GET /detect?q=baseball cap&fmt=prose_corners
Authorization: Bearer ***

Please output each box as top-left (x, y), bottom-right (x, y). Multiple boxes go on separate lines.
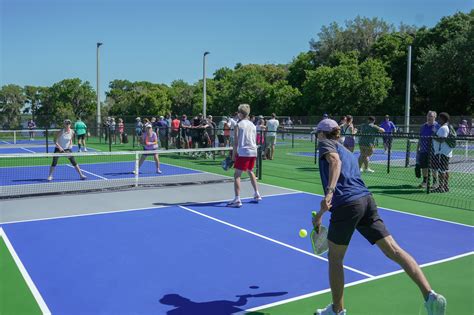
top-left (316, 119), bottom-right (339, 132)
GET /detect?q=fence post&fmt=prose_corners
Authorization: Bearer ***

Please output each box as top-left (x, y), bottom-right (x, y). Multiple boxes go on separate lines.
top-left (45, 128), bottom-right (49, 153)
top-left (314, 137), bottom-right (318, 165)
top-left (109, 128), bottom-right (112, 152)
top-left (165, 127), bottom-right (169, 150)
top-left (292, 132), bottom-right (295, 148)
top-left (387, 137), bottom-right (391, 174)
top-left (405, 138), bottom-right (411, 168)
top-left (258, 145), bottom-right (263, 180)
top-left (427, 136), bottom-right (432, 194)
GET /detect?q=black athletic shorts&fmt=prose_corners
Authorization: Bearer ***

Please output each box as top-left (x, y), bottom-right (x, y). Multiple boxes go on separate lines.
top-left (418, 152), bottom-right (431, 169)
top-left (432, 154), bottom-right (450, 173)
top-left (77, 134), bottom-right (85, 140)
top-left (328, 194), bottom-right (390, 245)
top-left (51, 148), bottom-right (77, 167)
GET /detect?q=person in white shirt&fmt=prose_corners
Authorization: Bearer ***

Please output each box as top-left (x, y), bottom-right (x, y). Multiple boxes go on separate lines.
top-left (431, 112), bottom-right (453, 193)
top-left (227, 104), bottom-right (262, 208)
top-left (265, 113), bottom-right (280, 160)
top-left (48, 119), bottom-right (87, 181)
top-left (228, 112), bottom-right (238, 147)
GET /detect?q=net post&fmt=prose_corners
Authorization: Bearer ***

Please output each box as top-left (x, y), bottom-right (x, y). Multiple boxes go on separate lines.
top-left (134, 152), bottom-right (139, 188)
top-left (257, 145), bottom-right (263, 180)
top-left (109, 128), bottom-right (112, 152)
top-left (13, 130), bottom-right (17, 144)
top-left (45, 128), bottom-right (49, 153)
top-left (132, 128), bottom-right (136, 148)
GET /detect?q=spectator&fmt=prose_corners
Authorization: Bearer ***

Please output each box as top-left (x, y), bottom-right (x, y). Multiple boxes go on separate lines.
top-left (74, 117), bottom-right (88, 152)
top-left (431, 112), bottom-right (453, 193)
top-left (206, 115), bottom-right (216, 147)
top-left (156, 116), bottom-right (168, 148)
top-left (256, 115), bottom-right (266, 146)
top-left (109, 117), bottom-right (116, 143)
top-left (227, 104), bottom-right (261, 208)
top-left (338, 116), bottom-right (347, 127)
top-left (456, 119), bottom-right (469, 136)
top-left (224, 117), bottom-right (231, 146)
top-left (417, 111), bottom-right (439, 188)
top-left (117, 118), bottom-right (125, 144)
top-left (341, 115), bottom-right (357, 152)
top-left (170, 115), bottom-right (181, 148)
top-left (217, 116), bottom-right (228, 150)
top-left (135, 117), bottom-right (143, 144)
top-left (358, 116), bottom-right (384, 173)
top-left (180, 114), bottom-right (191, 149)
top-left (380, 115), bottom-right (397, 154)
top-left (27, 118), bottom-right (36, 140)
top-left (228, 112), bottom-right (239, 147)
top-left (265, 113), bottom-right (279, 160)
top-left (103, 117), bottom-right (111, 141)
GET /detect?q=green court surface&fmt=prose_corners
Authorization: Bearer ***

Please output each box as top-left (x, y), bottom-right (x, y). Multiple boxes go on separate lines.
top-left (0, 236), bottom-right (42, 315)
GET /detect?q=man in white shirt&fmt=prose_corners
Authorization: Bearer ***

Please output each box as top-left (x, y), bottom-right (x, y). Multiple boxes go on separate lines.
top-left (431, 112), bottom-right (453, 193)
top-left (227, 104), bottom-right (261, 208)
top-left (228, 112), bottom-right (239, 147)
top-left (265, 113), bottom-right (280, 160)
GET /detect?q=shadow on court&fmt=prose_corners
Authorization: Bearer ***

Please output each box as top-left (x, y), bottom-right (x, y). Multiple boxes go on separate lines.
top-left (159, 290), bottom-right (287, 315)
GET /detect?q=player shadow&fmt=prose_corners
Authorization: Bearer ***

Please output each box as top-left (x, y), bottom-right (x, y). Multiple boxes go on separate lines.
top-left (159, 290), bottom-right (287, 315)
top-left (152, 200), bottom-right (260, 207)
top-left (368, 184), bottom-right (423, 195)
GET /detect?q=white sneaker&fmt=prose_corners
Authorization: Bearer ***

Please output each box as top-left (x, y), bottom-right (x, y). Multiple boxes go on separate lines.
top-left (365, 168), bottom-right (375, 173)
top-left (424, 291), bottom-right (446, 315)
top-left (226, 199), bottom-right (242, 208)
top-left (47, 176), bottom-right (53, 181)
top-left (80, 175), bottom-right (87, 180)
top-left (254, 193), bottom-right (262, 202)
top-left (84, 148), bottom-right (88, 152)
top-left (156, 169), bottom-right (162, 174)
top-left (315, 304), bottom-right (346, 315)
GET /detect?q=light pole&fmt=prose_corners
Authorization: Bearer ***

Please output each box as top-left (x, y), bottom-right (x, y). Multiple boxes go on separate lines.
top-left (404, 45), bottom-right (412, 134)
top-left (203, 51), bottom-right (210, 117)
top-left (96, 42), bottom-right (103, 136)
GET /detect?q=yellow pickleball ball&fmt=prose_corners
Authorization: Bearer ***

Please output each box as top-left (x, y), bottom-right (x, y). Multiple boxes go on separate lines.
top-left (299, 229), bottom-right (308, 238)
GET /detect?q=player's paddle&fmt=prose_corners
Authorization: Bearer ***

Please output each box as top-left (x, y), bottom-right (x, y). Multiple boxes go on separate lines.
top-left (311, 211), bottom-right (329, 255)
top-left (221, 156), bottom-right (234, 171)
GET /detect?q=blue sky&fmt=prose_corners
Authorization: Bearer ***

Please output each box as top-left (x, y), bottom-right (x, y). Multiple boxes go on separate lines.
top-left (1, 0), bottom-right (472, 100)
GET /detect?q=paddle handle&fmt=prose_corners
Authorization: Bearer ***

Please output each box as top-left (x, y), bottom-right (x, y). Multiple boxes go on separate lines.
top-left (311, 211), bottom-right (319, 233)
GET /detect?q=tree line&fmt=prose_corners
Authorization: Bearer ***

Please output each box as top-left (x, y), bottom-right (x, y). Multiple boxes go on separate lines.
top-left (1, 10), bottom-right (472, 128)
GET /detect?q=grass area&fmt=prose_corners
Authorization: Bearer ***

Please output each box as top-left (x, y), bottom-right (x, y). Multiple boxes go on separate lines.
top-left (247, 254), bottom-right (474, 315)
top-left (0, 236), bottom-right (41, 315)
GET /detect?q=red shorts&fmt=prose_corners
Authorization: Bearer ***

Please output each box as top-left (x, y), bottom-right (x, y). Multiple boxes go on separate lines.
top-left (234, 155), bottom-right (256, 171)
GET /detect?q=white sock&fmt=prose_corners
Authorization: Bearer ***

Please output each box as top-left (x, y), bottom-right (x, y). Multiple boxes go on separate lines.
top-left (254, 191), bottom-right (260, 196)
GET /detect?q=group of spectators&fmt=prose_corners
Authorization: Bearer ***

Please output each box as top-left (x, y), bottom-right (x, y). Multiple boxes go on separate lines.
top-left (323, 111), bottom-right (469, 194)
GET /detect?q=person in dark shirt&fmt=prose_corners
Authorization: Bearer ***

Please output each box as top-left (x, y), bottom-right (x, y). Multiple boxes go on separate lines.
top-left (313, 119), bottom-right (446, 315)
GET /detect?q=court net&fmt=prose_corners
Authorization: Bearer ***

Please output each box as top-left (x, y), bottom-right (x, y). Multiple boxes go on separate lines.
top-left (0, 147), bottom-right (255, 199)
top-left (0, 129), bottom-right (60, 146)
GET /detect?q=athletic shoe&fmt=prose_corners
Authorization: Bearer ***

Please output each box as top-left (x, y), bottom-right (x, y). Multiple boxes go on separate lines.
top-left (80, 175), bottom-right (87, 180)
top-left (84, 148), bottom-right (88, 152)
top-left (418, 182), bottom-right (427, 188)
top-left (315, 304), bottom-right (346, 315)
top-left (47, 176), bottom-right (53, 181)
top-left (254, 193), bottom-right (262, 202)
top-left (431, 187), bottom-right (447, 193)
top-left (430, 183), bottom-right (439, 191)
top-left (156, 169), bottom-right (162, 174)
top-left (424, 291), bottom-right (446, 315)
top-left (226, 199), bottom-right (242, 208)
top-left (359, 168), bottom-right (364, 172)
top-left (365, 168), bottom-right (375, 173)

## Your goal
Report the lines above that contain "white".

## Response to this exercise
GET /detect?q=person in white shirt&fmt=prose_corners
GET /detect?q=man in white shirt&fmt=prose_corners
GET /detect?q=white sneaker&fmt=prose_corners
GET /detect?q=white sock&fmt=prose_corners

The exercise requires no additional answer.